### Passage for review
MArch students win Indigenous Futurism Model Making Competition

Award-winning design critically examines tradition, revolution, and reconstructive practices in our built environments

Model by Sangeethan Othayoth and Sindhu Sriram.

"APUTI" Model by Sangeethan Othayoth and Sindhu Sriram

Print

By Isha Bubna

Published August 30, 2021

MArch graduates Sangeethan Othayoth and Sindhu Sriram have won the Indigenous Futurism Model Making 2021 competition in the Mechanical model category. 

The competition was organized by the Indigenous Scholars of Architecture, Planning and Design (ISAPD), a collective student group at the Yale School of Architecture focused on increasing the knowledge, consciousness and appreciation of indigenous architecture, planning and design.

Indigenous Futurism envisions narratives and environments—built and natural—to realize architectural sovereignty, guided by the lenses of technology, alternative worlds, science fiction, and studies of temporality. Speculative design projects within the theme of Indigenous Futurism help us to think critically about tradition, revolution, and reconstructive practices in our built environments.

[Stored records]
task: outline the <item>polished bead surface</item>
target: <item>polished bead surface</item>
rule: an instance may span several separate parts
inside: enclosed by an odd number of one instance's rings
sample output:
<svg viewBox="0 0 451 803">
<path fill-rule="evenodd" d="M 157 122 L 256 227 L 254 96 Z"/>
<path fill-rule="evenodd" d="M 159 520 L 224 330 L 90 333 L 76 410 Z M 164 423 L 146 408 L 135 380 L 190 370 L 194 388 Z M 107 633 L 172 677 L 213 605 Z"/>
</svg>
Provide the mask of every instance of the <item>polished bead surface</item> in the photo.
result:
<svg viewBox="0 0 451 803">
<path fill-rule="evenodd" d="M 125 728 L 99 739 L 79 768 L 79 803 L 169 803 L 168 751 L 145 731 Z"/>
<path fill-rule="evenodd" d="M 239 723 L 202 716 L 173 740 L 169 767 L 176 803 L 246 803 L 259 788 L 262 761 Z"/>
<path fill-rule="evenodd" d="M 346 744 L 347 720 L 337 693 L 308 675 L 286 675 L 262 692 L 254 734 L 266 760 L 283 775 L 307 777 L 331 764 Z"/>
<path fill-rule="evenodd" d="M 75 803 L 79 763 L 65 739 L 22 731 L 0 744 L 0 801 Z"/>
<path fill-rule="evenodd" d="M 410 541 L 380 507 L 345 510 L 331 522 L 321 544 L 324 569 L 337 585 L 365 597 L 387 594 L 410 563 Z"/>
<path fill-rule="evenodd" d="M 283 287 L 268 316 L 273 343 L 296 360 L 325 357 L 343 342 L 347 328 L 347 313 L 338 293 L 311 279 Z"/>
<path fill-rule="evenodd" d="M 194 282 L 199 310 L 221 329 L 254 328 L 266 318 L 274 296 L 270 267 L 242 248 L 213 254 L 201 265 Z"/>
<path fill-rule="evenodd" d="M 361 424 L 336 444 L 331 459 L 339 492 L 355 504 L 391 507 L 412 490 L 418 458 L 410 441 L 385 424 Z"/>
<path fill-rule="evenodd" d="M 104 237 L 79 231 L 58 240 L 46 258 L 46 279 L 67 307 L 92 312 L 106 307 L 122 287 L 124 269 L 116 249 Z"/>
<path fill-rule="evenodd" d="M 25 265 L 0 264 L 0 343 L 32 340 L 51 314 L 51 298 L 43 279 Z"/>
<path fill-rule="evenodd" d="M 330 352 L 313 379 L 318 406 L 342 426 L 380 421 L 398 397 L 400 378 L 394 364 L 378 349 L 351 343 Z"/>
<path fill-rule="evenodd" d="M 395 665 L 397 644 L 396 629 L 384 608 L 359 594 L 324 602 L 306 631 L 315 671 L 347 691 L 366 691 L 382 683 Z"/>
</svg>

### Problems and tasks
a – According to the article on the model making competition, which group organized the competition?
b – Rewrite the part of the article on the model making competition that begins at the words "Published August 30, 2021" and stops after "Mechanical model category.", substituting "alumni" for "graduates".

### Problem solutions
a – The Indigenous Scholars of Architecture, Planning and Design (ISAPD), a collective student group at the Yale School of Architecture.

b –
Published August 30, 2021

MArch alumni Sangeethan Othayoth and Sindhu Sriram have won the Indigenous Futurism Model Making 2021 competition in the Mechanical model category.